## Extrait cité
•••

Où est Charlie ? Le monde des urgences

J’ai déjà partagé ma vision hautement philosophique des gardes aux Urgences chirurgicales. Mais au fil du temps, d’autres anecdotes me reviennent. Notamment, l’impressionnante logistique des lieux…

Dimanche matin, 8h30, Centre Hospitalier Régional. L’externe arrive aux urgences chirurgicales. C’est sa première garde. Il ne va rien savoir faire. Il se présente. Soupirs, haussements de sourcils. On ne va pas l’accueillir avec des banderoles. Ni retenir son nom d’ailleurs, puisqu’on peut l’appeler de façon plus générique « l’externe » — les amateurs de Scrubs se souviendront de Perry Cox appelant John Dorian « bizuth » ou Joséphine à longueur de journée…

Par chance, Lex Terne, un des étudiants du service et collègue de notre héros Lexter Ne, lui explique les bases : les dossiers en attente sont ici, les box sont là, les bons de transport sont sur cette bannette, les ordonnances de sortie sont à cet endroit, et les patients sont perdus. Plus précisément, ils sont soit dans le box qui leur a été attribué, soit dans un autre, soit dans le couloir, soit allongés, soit assis, soit debout, soit aux toilettes, soit repartis à cause de l’attente, soit en train d’homologuer leur record au jeu cache-cache. La seule certitude qu’on peut avoir à leur sujet c’est qu’ils ont un numéro de carte vitale, vu que c’est la première chose qu’on demande, juste avant leur identité et le motif de recours aux urgences.

•••

## Données enregistrées
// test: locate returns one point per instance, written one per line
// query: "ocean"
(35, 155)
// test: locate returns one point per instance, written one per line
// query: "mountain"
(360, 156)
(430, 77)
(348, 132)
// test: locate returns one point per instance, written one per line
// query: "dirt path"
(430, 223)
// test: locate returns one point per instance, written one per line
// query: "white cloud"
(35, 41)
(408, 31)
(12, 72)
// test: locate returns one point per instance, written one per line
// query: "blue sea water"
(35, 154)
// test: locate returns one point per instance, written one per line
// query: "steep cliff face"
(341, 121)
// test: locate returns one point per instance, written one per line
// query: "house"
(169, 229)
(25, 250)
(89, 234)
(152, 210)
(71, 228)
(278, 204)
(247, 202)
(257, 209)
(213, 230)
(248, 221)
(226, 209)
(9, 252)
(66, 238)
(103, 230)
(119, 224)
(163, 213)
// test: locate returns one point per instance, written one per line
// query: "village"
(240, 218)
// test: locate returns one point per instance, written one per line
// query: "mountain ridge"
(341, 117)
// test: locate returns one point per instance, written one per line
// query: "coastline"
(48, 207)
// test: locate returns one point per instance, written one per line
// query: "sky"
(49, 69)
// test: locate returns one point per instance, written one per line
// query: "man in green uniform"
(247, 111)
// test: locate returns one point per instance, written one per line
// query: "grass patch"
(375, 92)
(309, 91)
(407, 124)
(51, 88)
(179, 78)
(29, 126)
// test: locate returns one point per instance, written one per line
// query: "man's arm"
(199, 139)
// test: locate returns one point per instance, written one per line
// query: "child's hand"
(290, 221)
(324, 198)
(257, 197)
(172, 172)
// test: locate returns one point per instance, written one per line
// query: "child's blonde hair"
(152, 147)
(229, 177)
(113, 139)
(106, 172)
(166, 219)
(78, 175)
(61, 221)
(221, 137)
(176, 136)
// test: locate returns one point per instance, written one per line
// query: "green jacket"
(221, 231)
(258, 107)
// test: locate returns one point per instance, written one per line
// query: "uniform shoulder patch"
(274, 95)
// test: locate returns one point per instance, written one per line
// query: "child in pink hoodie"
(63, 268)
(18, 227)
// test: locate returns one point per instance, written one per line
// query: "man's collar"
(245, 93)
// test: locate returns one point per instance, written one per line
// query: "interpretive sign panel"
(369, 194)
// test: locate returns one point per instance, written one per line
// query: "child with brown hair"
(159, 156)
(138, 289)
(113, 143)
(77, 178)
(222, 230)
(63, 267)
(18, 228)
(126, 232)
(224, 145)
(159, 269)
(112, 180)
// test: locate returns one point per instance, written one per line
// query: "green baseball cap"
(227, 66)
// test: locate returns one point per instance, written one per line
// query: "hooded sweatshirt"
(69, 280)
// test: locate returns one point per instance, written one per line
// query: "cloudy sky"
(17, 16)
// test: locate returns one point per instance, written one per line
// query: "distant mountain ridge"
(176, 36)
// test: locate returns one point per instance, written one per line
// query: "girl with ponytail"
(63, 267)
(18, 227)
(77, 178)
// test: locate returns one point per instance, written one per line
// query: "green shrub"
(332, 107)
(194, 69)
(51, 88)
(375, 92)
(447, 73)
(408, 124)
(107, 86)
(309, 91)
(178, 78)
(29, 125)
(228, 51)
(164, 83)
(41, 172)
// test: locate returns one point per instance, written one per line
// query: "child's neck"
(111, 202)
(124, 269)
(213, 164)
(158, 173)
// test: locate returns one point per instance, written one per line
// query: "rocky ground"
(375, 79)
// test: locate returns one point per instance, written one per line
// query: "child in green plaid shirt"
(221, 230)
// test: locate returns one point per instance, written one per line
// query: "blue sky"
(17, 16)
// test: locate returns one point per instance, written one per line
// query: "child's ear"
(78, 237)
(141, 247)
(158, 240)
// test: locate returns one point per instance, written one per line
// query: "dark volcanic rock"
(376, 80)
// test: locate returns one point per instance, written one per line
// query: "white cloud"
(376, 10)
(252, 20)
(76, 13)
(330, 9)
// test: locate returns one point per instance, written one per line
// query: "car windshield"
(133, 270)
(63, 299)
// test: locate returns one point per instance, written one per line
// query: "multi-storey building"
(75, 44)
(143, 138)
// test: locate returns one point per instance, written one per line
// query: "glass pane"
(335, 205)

•••

## Exercices
A: Dans le texte sur les urgences, à quelle heure l'externe arrive-t-il aux urgences chirurgicales ?
B: Dans le texte sur les urgences, recopiez s'il vous plaît le passage qui s'ouvre sur les mots « Par chance, Lex » et se clôt sur « recours aux urgences. », en substituant « étagère » à « bannette ».

## Corrigés
A: À 8h30, un dimanche matin.

B:
Par chance, Lex Terne, un des étudiants du service et collègue de notre héros Lexter Ne, lui explique les bases : les dossiers en attente sont ici, les box sont là, les bons de transport sont sur cette étagère, les ordonnances de sortie sont à cet endroit, et les patients sont perdus. Plus précisément, ils sont soit dans le box qui leur a été attribué, soit dans un autre, soit dans le couloir, soit allongés, soit assis, soit debout, soit aux toilettes, soit repartis à cause de l’attente, soit en train d’homologuer leur record au jeu cache-cache. La seule certitude qu’on peut avoir à leur sujet c’est qu’ils ont un numéro de carte vitale, vu que c’est la première chose qu’on demande, juste avant leur identité et le motif de recours aux urgences.